[Stored records]

* * * * * * *

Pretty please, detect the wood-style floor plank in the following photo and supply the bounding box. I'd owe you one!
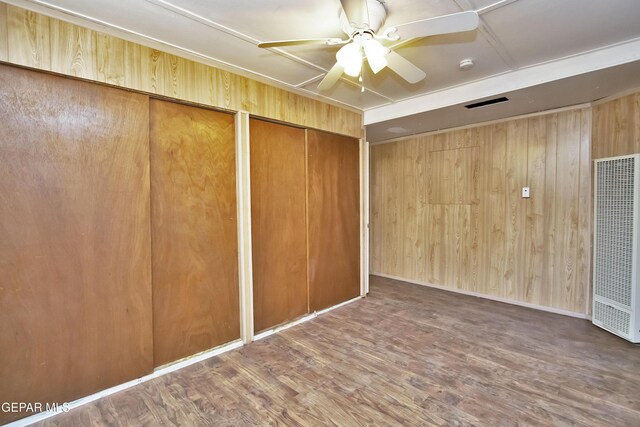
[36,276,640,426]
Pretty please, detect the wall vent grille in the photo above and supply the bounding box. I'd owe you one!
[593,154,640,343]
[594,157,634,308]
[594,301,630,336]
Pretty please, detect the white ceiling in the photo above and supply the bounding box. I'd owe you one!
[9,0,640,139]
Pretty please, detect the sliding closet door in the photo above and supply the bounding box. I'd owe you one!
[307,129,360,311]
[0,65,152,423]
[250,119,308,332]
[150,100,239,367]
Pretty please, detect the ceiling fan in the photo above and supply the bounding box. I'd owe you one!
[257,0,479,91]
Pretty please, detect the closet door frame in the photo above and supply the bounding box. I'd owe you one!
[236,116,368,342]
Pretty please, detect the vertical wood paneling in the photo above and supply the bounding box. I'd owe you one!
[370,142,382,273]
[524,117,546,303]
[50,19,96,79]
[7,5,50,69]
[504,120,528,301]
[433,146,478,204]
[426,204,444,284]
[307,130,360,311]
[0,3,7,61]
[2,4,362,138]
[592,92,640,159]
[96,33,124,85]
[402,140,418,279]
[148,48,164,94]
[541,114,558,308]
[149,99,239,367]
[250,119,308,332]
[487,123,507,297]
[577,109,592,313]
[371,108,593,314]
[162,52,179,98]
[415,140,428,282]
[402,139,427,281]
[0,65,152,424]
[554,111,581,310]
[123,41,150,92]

* * * * * * *

* INSTRUCTIONS FOR THE TASK: Would you copy out exactly the lines from the one holding "Pretty please, detect the closet" through the end of the entries above, both ends included?

* ANSWER TO THIS EXERCISE:
Pretty please, detect the closet door frame in the photo above and supply the bounding box. I'd owe you one!
[236,116,368,342]
Pretty please, detect the vertical wood paneling in the photo above and supply the bounding box. I'd owe you one!
[370,142,382,273]
[524,117,546,303]
[50,19,96,79]
[7,5,50,69]
[504,120,528,301]
[433,146,478,204]
[426,204,444,284]
[307,130,360,311]
[0,3,7,61]
[2,4,362,138]
[592,92,640,159]
[96,33,124,85]
[402,140,418,279]
[148,48,164,94]
[541,114,558,308]
[149,99,239,367]
[250,119,308,332]
[487,123,507,297]
[577,109,592,313]
[371,108,593,314]
[162,52,179,98]
[415,140,428,282]
[402,139,427,281]
[0,65,152,424]
[554,111,581,310]
[123,41,150,92]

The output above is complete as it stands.